**Problem requirements**
Copy out the entries below, switching every "Format example" to "Sample layout" and keeping everything else the same. Leave out the pictures.

---

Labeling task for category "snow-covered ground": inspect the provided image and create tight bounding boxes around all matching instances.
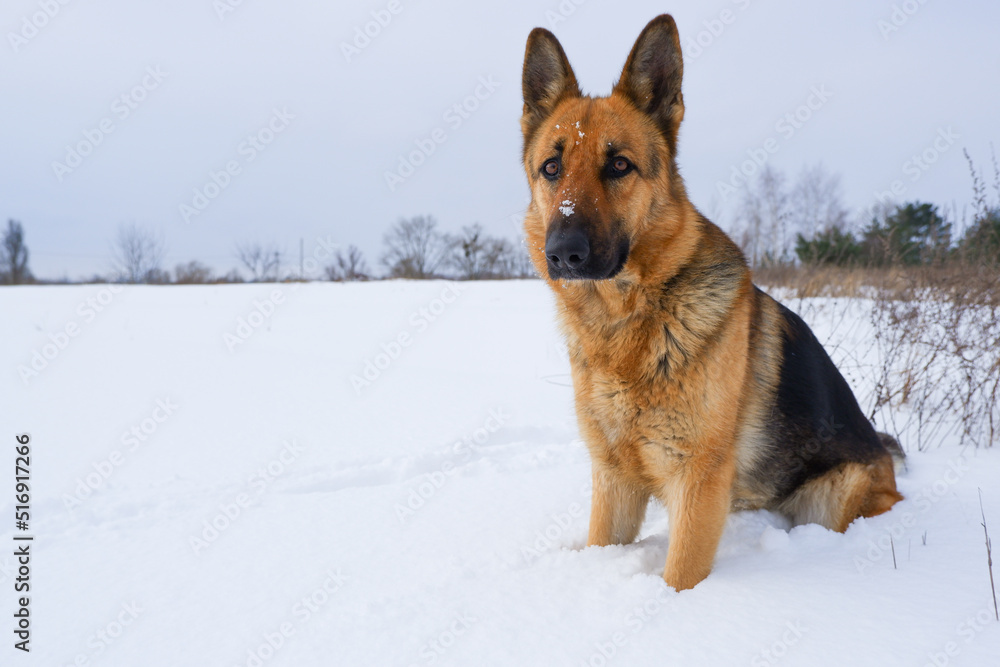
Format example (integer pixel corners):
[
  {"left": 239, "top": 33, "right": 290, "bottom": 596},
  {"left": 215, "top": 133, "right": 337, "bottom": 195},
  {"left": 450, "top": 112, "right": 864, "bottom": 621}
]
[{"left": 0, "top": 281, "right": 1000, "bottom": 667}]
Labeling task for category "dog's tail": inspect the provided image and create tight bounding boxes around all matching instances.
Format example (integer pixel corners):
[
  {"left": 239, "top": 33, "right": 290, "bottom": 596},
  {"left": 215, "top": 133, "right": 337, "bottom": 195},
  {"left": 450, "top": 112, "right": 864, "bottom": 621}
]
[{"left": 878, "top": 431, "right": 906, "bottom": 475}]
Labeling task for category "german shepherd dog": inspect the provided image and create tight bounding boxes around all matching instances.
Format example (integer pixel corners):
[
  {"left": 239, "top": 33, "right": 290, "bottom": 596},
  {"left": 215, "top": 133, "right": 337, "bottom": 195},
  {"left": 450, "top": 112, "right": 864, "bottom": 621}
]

---

**Written response**
Labeling task for category "snow-covered ground": inspect the provided image and create tight bounding boxes around all matching instances.
Sample layout (integer pixel corners):
[
  {"left": 239, "top": 33, "right": 290, "bottom": 596},
  {"left": 215, "top": 133, "right": 337, "bottom": 195},
  {"left": 450, "top": 112, "right": 864, "bottom": 621}
]
[{"left": 0, "top": 281, "right": 1000, "bottom": 667}]
Labeling task for category "dog's tail": inspect the provided image and create tight bounding boxes around all matching instances.
Sample layout (integer pixel corners):
[
  {"left": 239, "top": 33, "right": 290, "bottom": 596},
  {"left": 215, "top": 133, "right": 337, "bottom": 195},
  {"left": 450, "top": 112, "right": 864, "bottom": 621}
]
[{"left": 878, "top": 431, "right": 906, "bottom": 475}]
Labeling task for category "german shepherd dog": inspect the provided image and create tight bounding boxes around all matching instances.
Sample layout (integer pixel corners):
[
  {"left": 239, "top": 33, "right": 290, "bottom": 596},
  {"left": 215, "top": 133, "right": 337, "bottom": 195},
  {"left": 450, "top": 112, "right": 864, "bottom": 621}
]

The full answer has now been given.